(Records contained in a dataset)

────────────────

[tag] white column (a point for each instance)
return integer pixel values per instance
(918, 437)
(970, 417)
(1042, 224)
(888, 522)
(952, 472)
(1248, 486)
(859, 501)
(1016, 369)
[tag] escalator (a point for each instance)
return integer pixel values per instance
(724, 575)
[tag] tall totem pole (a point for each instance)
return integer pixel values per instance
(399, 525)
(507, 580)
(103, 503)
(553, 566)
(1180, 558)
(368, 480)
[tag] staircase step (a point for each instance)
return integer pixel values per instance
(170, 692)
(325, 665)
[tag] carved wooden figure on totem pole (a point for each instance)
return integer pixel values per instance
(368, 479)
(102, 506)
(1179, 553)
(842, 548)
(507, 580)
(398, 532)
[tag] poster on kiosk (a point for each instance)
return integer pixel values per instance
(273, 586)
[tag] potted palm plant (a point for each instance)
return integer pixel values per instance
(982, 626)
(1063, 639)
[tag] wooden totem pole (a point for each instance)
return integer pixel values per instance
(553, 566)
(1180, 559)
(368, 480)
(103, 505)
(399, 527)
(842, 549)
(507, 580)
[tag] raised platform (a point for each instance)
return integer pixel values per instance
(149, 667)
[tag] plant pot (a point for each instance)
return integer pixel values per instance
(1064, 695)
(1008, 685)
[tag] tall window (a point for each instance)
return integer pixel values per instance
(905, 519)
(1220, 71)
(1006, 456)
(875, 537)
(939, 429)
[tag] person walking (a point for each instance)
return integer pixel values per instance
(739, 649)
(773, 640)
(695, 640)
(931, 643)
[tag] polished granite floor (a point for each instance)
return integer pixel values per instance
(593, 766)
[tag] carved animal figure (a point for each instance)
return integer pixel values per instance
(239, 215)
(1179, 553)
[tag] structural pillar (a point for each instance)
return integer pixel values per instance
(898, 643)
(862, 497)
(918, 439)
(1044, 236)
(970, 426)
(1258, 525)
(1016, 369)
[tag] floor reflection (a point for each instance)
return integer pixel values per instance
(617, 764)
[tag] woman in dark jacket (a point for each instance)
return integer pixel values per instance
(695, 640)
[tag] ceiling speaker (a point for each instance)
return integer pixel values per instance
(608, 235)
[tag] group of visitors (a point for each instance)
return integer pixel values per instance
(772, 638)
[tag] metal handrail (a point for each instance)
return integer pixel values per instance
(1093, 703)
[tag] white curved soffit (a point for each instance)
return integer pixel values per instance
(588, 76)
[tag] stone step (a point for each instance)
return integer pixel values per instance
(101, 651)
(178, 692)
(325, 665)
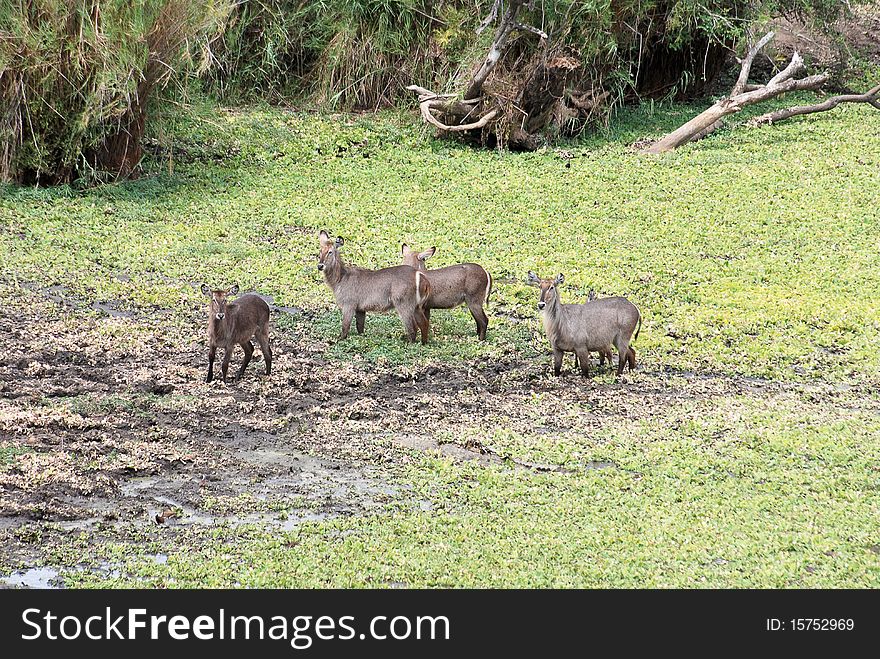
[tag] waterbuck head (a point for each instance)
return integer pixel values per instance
(217, 307)
(329, 254)
(415, 259)
(549, 288)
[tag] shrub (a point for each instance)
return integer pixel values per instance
(77, 78)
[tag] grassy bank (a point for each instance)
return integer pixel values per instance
(743, 453)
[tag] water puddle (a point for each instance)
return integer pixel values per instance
(35, 577)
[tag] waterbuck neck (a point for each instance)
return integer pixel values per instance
(220, 329)
(552, 306)
(334, 271)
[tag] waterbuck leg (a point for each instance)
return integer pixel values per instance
(480, 317)
(248, 348)
(422, 322)
(263, 340)
(584, 358)
(227, 356)
(347, 315)
(622, 346)
(557, 361)
(212, 353)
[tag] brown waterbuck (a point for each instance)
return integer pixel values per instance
(236, 322)
(464, 283)
(358, 290)
(584, 328)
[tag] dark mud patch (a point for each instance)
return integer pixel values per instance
(105, 437)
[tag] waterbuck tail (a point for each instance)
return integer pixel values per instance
(488, 286)
(423, 289)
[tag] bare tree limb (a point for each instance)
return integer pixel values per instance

────────────────

Transcribe every entry exactly, leaving out the pictures.

▸ **Task output**:
[tag] white column (a point for each instance)
return integer pixel values per instance
(918, 437)
(970, 417)
(1042, 224)
(888, 522)
(952, 472)
(1248, 486)
(859, 501)
(1016, 369)
[tag] escalator (a point for each instance)
return integer pixel values per instance
(724, 575)
[tag] tall totem pole (a point for each instance)
return integer pixel values per instance
(399, 525)
(507, 580)
(103, 503)
(553, 566)
(1180, 558)
(368, 480)
[tag] staircase step (a point for each instance)
return integer pixel values per instance
(170, 692)
(325, 665)
[tag] carved wooden figure on totem pole (a point for each instance)
return integer pixel values per instance
(368, 479)
(102, 506)
(1179, 553)
(842, 548)
(507, 580)
(398, 532)
[tag] poster on kiosk (a point for each instance)
return integer pixel values per instance
(273, 586)
[tag] potted palm plant (a point for each instance)
return integer pixel values per instance
(982, 626)
(1063, 639)
[tag] wooden totem pole (a point for each instance)
return integer pixel values per instance
(553, 566)
(1180, 559)
(368, 480)
(103, 505)
(399, 527)
(842, 549)
(507, 580)
[tag] raised platform (a point for each instance)
return integer pixel values per instance
(149, 667)
[tag] plant pot (a point for each instance)
return integer pixel values per instance
(1064, 695)
(1008, 685)
[tag] tall window (a point for each instance)
return integer pixel values per instance
(905, 519)
(1220, 71)
(1006, 456)
(875, 537)
(939, 429)
[tag] person walking (a point for each instance)
return integer pixel values per instance
(739, 649)
(773, 640)
(695, 640)
(931, 643)
[tag] polished granite floor (a point for each instance)
return integer pixel values per instance
(593, 766)
[tag] carved animal figure (a point for each instance)
return integer pixel values per instance
(239, 215)
(1179, 553)
[tag] structural pillar (a point for each instance)
return integer pixel values per instance
(898, 643)
(862, 497)
(918, 439)
(1044, 236)
(970, 426)
(1258, 525)
(1016, 369)
[tag] floor reflection (a point for each instance)
return integer pixel values per instance
(617, 764)
[tag] woman in dark jacket (a point for each instance)
return integer pixel values per instance
(695, 640)
[tag] ceiling speaker (a point for each instance)
return integer pixel values per instance
(608, 235)
[tag] group of visitors (a point for each instance)
return integer pixel values per instance
(772, 638)
[tag] metal handrail (a point for each instance)
return integer pixel values per instance
(1093, 703)
[tag] white curved soffit (a point for each instance)
return integer pixel values per instance
(588, 76)
[tag] stone step (a point for each instance)
return integer pixel values per instance
(101, 651)
(178, 692)
(325, 665)
[tag] waterbuck head (a point for each instance)
return integer pixel values per instance
(217, 307)
(329, 254)
(415, 259)
(549, 288)
[tag] shrub (a point for each instance)
return integer pixel values per instance
(77, 78)
[tag] grassy bank (a point for each instance)
return integer pixel values per instance
(743, 453)
[tag] water puddle (a point for each instance)
return integer pixel values per instance
(35, 577)
[tag] waterbuck neck (a point for each instance)
return integer pixel values per instance
(220, 329)
(552, 306)
(334, 271)
[tag] waterbuck leg (a point for each instance)
return integer pixel values per instance
(480, 317)
(248, 348)
(422, 322)
(263, 340)
(584, 358)
(227, 356)
(347, 315)
(622, 346)
(557, 361)
(212, 353)
[tag] brown waterbuck (a point for each instance)
return integer pixel values per instance
(236, 322)
(464, 283)
(358, 290)
(584, 328)
[tag] dark mud patch (a point for each instance)
return integer pixel values per instance
(105, 437)
[tag] waterbuck tail (a point for each instance)
return integer pixel values per instance
(488, 286)
(423, 289)
[tag] bare tree limb (a point for each instance)
return integer pixel values per instance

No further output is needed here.